* _Written task_
Arrange every line of the data below as a numbered list, leaving out any blank lines.

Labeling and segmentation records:
------------------------------

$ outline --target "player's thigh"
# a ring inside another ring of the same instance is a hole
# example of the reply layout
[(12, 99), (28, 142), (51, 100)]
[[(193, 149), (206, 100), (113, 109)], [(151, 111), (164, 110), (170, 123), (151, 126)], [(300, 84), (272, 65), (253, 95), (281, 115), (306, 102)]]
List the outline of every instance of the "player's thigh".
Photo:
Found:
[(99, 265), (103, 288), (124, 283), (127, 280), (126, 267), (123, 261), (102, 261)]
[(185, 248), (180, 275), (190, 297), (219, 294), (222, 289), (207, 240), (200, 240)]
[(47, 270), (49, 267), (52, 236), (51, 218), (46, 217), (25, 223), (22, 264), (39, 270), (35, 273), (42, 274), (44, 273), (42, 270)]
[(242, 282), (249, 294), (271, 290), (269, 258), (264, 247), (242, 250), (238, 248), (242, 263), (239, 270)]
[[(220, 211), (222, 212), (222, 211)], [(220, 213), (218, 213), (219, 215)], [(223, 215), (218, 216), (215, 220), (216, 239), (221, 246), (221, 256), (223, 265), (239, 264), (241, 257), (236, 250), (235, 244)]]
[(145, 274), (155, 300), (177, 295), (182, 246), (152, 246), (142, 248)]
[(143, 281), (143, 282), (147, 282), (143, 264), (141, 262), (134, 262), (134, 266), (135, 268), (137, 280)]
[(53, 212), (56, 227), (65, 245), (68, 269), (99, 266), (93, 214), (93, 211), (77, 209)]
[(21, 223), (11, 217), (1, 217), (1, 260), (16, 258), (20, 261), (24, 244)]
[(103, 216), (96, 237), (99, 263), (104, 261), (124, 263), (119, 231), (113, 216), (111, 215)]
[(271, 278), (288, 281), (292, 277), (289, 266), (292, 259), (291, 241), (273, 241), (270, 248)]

------------------------------

* _Output of the exercise_
1. $ outline --target "player's thigh"
2. # a ring inside another ring of the same instance is a hole
3. # example of the reply layout
4. [(12, 99), (28, 142), (51, 100)]
5. [[(193, 149), (206, 100), (113, 109)], [(151, 111), (164, 110), (170, 123), (151, 126)], [(300, 84), (272, 65), (253, 95), (281, 115), (306, 102)]]
6. List the outline of every instance of the "player's thigh".
7. Photo:
8. Found:
9. [(99, 265), (103, 288), (124, 283), (127, 280), (126, 267), (123, 261), (102, 261)]
10. [(185, 248), (180, 275), (190, 297), (219, 294), (222, 289), (207, 240), (200, 240)]
11. [(47, 270), (49, 267), (52, 236), (51, 218), (46, 217), (25, 223), (22, 264), (39, 270), (35, 273), (42, 274), (44, 273), (42, 270)]
12. [(242, 282), (249, 294), (271, 290), (269, 258), (264, 247), (242, 250), (238, 248), (242, 263), (239, 270)]
13. [[(220, 211), (222, 212), (222, 211)], [(220, 213), (218, 213), (219, 215)], [(223, 215), (218, 216), (215, 220), (216, 239), (221, 246), (221, 256), (223, 265), (239, 264), (241, 257), (236, 250), (235, 244)]]
14. [(145, 274), (155, 300), (177, 295), (182, 246), (152, 246), (142, 248)]
15. [(143, 281), (143, 282), (147, 282), (143, 264), (141, 262), (134, 262), (134, 266), (135, 268), (137, 280)]
16. [(53, 212), (56, 227), (65, 245), (68, 269), (99, 266), (93, 214), (93, 211), (77, 209)]
17. [(21, 223), (11, 217), (1, 217), (1, 260), (16, 258), (20, 261), (24, 244)]
18. [(103, 216), (96, 237), (99, 263), (104, 261), (124, 263), (119, 231), (113, 216), (111, 215)]
19. [(271, 278), (288, 281), (292, 277), (289, 266), (292, 259), (291, 241), (273, 241), (270, 248)]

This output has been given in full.